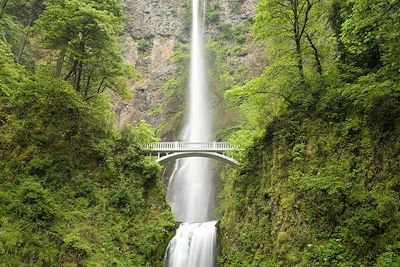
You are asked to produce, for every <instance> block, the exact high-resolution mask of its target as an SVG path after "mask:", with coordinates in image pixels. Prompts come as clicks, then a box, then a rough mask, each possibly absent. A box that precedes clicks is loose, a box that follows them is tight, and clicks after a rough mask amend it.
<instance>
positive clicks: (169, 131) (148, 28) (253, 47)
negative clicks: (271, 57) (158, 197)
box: [114, 0, 265, 140]
mask: <svg viewBox="0 0 400 267" xmlns="http://www.w3.org/2000/svg"><path fill="white" fill-rule="evenodd" d="M256 2H257V1H254V0H247V1H227V0H218V1H217V0H210V1H207V10H206V17H207V18H206V21H207V25H206V40H207V45H206V46H207V51H208V55H209V60H208V63H209V65H210V70H209V77H210V82H211V87H212V89H213V93H212V96H211V98H212V105H213V107H214V109H215V110H216V112H215V113H216V114H218V115H217V118H216V121H215V124H216V127H215V128H223V127H225V126H226V125H230V124H231V122H230V121H227V120H226V117H227V116H225V115H226V114H225V113H224V112H225V111H224V99H223V93H224V91H225V90H227V89H228V88H231V87H233V86H236V85H241V84H243V83H244V82H245V81H247V80H250V79H252V78H254V77H256V76H258V75H260V73H261V72H262V70H263V67H264V65H265V64H263V61H264V60H263V59H264V49H263V47H261V46H257V45H254V44H252V43H251V38H250V21H251V20H252V18H253V16H254V14H255V5H256ZM124 5H125V15H126V21H125V24H126V25H125V35H124V38H123V40H122V43H123V47H124V55H125V59H126V60H127V62H129V64H131V65H133V66H135V67H136V69H137V71H138V73H139V75H140V78H139V79H138V80H135V81H132V82H131V84H130V88H131V91H132V92H133V95H134V97H133V99H132V100H131V101H123V100H118V101H115V102H114V111H115V112H116V114H117V122H118V124H119V125H120V126H122V125H124V124H131V123H133V122H135V121H138V120H141V119H144V120H146V121H147V122H149V123H151V124H152V126H154V127H158V128H159V135H160V136H161V137H162V138H163V139H170V140H172V139H176V138H177V137H178V133H179V129H180V128H181V126H182V123H183V115H184V110H185V108H186V107H185V97H186V87H187V82H188V72H189V60H190V25H191V1H176V0H168V1H156V2H150V3H149V2H148V1H131V0H125V1H124ZM221 114H222V115H221Z"/></svg>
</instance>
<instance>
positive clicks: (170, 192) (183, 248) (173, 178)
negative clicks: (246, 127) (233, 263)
mask: <svg viewBox="0 0 400 267" xmlns="http://www.w3.org/2000/svg"><path fill="white" fill-rule="evenodd" d="M205 4H206V3H205V0H192V32H191V34H192V35H191V36H192V41H191V61H190V81H189V86H188V87H189V94H188V102H189V103H188V121H187V123H186V125H185V127H184V130H183V132H182V136H181V138H182V140H183V141H190V142H208V141H210V139H211V131H212V127H211V125H212V123H211V121H212V116H211V107H210V99H209V87H208V82H207V72H206V59H205V53H204V41H203V34H204V21H205V19H204V18H205ZM214 188H215V186H214V181H213V176H212V173H211V170H210V161H209V159H205V158H187V159H182V160H179V161H178V162H177V164H176V165H175V169H174V171H173V174H172V176H171V178H170V181H169V185H168V200H169V203H170V205H171V208H172V211H173V213H174V215H175V218H176V220H177V221H179V222H183V223H182V224H181V225H180V226H179V228H178V230H177V232H176V235H175V237H174V238H173V239H172V240H171V242H170V244H169V246H168V249H167V252H166V256H165V266H168V267H212V266H214V265H215V258H216V242H217V241H216V235H217V230H216V226H215V225H216V221H213V215H214V209H215V200H214V199H215V190H214Z"/></svg>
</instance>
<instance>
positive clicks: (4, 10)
mask: <svg viewBox="0 0 400 267" xmlns="http://www.w3.org/2000/svg"><path fill="white" fill-rule="evenodd" d="M8 1H9V0H3V2H2V3H1V6H0V20H1V19H2V18H3V15H4V11H5V10H6V7H7V4H8Z"/></svg>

____________________

Could you transcribe every entry exactly, leaving out the pictures?

§ TASK SOLUTION:
You are asked to produce, for every <instance> block, the exact high-resolution mask of its target as an SVG path after "mask:", with coordinates in image pixels. Prompts come as clicks, then a box, then a rough mask, each possibly absent. A box that precedes clicks is loose, a box that follows them is tight, and clicks after a rough mask amend it.
<instance>
positive clicks: (169, 131) (148, 28) (253, 47)
negative clicks: (271, 57) (158, 197)
box: [114, 0, 265, 140]
mask: <svg viewBox="0 0 400 267" xmlns="http://www.w3.org/2000/svg"><path fill="white" fill-rule="evenodd" d="M256 2H257V1H254V0H247V1H227V0H218V1H217V0H210V1H207V10H206V17H207V18H206V21H207V25H206V40H207V45H206V46H207V51H208V55H209V60H208V63H209V65H210V70H209V77H210V82H211V87H212V89H213V93H212V96H211V98H212V105H213V107H214V109H215V110H216V112H215V113H216V114H218V115H217V118H216V121H215V124H216V127H215V128H223V127H225V126H226V125H230V124H231V122H230V121H227V120H226V117H227V116H225V115H226V114H225V113H224V112H225V111H224V99H223V93H224V91H225V90H227V89H228V88H231V87H233V86H236V85H241V84H243V83H244V82H245V81H247V80H250V79H252V78H254V77H256V76H258V75H260V73H261V72H262V70H263V67H264V65H265V64H263V61H264V60H263V59H264V49H263V47H261V46H257V45H254V44H252V43H251V38H250V21H251V20H252V18H253V16H254V14H255V5H256ZM124 5H125V15H126V21H125V24H126V25H125V35H124V38H123V40H122V43H123V47H124V55H125V59H126V60H127V62H129V64H131V65H133V66H135V67H136V69H137V71H138V73H139V75H140V78H139V79H138V80H135V81H132V82H131V84H130V88H131V91H132V92H133V95H134V97H133V99H132V100H131V101H123V100H118V101H115V102H114V111H115V112H116V114H117V122H118V124H119V125H120V126H122V125H124V124H131V123H133V122H135V121H138V120H141V119H144V120H146V121H147V122H149V123H151V124H152V126H154V127H158V128H159V135H160V136H161V137H162V138H163V139H170V140H172V139H176V138H177V137H178V133H179V129H180V128H181V126H182V123H183V115H184V110H185V108H186V107H185V97H186V87H187V82H188V72H189V60H190V25H191V1H176V0H168V1H156V2H150V3H149V2H148V1H131V0H125V1H124ZM221 114H222V115H221Z"/></svg>
</instance>
<instance>
positive clicks: (170, 192) (183, 248) (173, 178)
negative clicks: (246, 127) (233, 263)
mask: <svg viewBox="0 0 400 267" xmlns="http://www.w3.org/2000/svg"><path fill="white" fill-rule="evenodd" d="M205 4H206V3H205V0H192V32H191V34H192V35H191V36H192V41H191V61H190V81H189V86H188V87H189V94H188V102H189V103H188V121H187V123H186V125H185V127H184V130H183V132H182V136H181V138H182V140H183V141H190V142H208V141H210V139H211V131H212V127H211V125H212V123H211V121H212V116H211V107H210V99H209V87H208V82H207V72H206V59H205V53H204V41H203V34H204V21H205V19H204V18H205ZM214 188H215V186H214V181H213V176H212V173H211V170H210V161H209V159H205V158H187V159H182V160H179V161H178V162H177V164H176V165H175V169H174V171H173V174H172V176H171V178H170V181H169V185H168V200H169V203H170V205H171V208H172V211H173V213H174V215H175V218H176V220H177V221H179V222H183V223H182V224H181V225H180V226H179V228H178V230H177V232H176V235H175V237H174V238H173V239H172V240H171V242H170V244H169V246H168V249H167V252H166V256H165V266H168V267H212V266H214V265H215V258H216V242H217V241H216V235H217V230H216V226H215V225H216V221H213V215H214V209H215V200H214V199H215V190H214Z"/></svg>
</instance>
<instance>
positive clicks: (4, 10)
mask: <svg viewBox="0 0 400 267" xmlns="http://www.w3.org/2000/svg"><path fill="white" fill-rule="evenodd" d="M8 1H9V0H3V2H2V3H1V6H0V20H1V19H2V18H3V15H4V11H5V10H6V7H7V4H8Z"/></svg>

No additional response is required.